Entries from a collection:
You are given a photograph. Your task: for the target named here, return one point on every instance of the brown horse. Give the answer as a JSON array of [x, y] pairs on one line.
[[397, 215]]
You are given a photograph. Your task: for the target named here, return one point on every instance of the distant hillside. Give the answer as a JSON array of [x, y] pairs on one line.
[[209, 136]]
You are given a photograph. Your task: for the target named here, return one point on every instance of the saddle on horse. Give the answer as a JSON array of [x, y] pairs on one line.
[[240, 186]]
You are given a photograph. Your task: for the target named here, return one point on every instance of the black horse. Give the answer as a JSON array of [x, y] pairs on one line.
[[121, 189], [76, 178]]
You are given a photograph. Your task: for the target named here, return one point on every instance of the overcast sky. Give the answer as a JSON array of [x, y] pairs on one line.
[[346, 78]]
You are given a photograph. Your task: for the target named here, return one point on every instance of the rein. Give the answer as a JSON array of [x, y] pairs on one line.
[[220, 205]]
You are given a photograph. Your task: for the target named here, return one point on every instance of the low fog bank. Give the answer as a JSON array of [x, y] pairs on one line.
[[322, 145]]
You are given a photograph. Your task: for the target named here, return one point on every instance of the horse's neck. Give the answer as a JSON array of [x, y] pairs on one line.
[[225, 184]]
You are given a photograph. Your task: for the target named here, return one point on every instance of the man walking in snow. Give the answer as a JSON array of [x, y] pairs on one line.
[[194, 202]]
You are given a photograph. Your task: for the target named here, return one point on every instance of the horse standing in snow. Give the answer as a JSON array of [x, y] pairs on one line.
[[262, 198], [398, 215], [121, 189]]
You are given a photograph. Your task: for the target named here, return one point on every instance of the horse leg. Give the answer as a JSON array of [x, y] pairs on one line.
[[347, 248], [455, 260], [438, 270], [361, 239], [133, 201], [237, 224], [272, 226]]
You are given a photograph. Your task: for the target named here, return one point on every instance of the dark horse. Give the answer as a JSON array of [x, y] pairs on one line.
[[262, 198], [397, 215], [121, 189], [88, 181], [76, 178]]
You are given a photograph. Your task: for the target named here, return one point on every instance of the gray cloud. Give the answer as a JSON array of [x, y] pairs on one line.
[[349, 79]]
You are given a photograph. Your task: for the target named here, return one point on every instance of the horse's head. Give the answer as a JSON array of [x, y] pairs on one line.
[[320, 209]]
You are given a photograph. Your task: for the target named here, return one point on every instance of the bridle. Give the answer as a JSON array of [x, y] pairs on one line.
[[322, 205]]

OBJECTIVE
Return the stretch of the data from the line that contains "of the distant" through the line that contains "[[209, 136]]", copied word for word, both ends included.

CORRECT OUTPUT
You are given a photograph. Your task: for the target named here, return one point on every instance of the distant hillside. Give the answer as a JSON array of [x, y] pairs on one line.
[[209, 136]]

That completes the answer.